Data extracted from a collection
════════════════
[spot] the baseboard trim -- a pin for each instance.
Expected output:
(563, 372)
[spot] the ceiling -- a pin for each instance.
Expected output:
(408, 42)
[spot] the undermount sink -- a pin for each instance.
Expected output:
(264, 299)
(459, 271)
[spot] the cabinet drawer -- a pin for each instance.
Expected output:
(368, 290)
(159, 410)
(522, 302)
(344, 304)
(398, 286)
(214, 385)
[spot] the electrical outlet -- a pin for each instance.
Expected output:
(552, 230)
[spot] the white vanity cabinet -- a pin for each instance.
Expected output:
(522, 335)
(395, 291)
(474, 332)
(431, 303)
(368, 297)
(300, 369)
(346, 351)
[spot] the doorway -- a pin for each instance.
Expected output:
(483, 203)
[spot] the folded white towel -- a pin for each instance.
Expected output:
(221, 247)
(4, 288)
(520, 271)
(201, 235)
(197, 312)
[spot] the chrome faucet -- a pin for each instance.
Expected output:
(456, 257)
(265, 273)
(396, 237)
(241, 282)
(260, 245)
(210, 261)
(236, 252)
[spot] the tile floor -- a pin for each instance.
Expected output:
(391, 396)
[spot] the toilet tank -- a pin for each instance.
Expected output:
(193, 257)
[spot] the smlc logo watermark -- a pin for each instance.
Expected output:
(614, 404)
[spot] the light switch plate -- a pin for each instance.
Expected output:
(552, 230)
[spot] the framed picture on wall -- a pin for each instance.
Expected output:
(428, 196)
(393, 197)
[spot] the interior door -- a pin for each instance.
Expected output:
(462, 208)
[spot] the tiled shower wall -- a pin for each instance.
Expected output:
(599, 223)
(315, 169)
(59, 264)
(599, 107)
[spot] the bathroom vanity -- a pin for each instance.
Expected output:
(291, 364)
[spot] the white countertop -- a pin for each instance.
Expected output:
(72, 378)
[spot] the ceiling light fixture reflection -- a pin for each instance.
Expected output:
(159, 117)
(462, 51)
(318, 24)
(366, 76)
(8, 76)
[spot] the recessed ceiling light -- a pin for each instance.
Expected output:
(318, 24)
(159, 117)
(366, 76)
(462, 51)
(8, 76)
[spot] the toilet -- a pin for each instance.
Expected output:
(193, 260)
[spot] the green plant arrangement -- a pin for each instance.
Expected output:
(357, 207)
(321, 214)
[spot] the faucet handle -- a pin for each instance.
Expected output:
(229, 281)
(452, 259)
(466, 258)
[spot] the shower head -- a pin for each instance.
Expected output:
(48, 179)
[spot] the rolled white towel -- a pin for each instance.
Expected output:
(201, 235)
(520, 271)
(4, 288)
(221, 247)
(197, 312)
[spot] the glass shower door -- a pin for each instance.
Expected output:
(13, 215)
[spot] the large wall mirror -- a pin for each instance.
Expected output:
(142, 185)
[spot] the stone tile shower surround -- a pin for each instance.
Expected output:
════════════════
• [Exercise prompt]: Scan the data above. Return every line with "shower" in it.

• [Your response]:
[spot] the tiled shower wall -- a pin for each instance.
[spot] the shower head -- a pin for each instance.
[spot] the glass shower door -- a pin for each instance.
[spot] the stone tile shower surround -- a pin for each instance.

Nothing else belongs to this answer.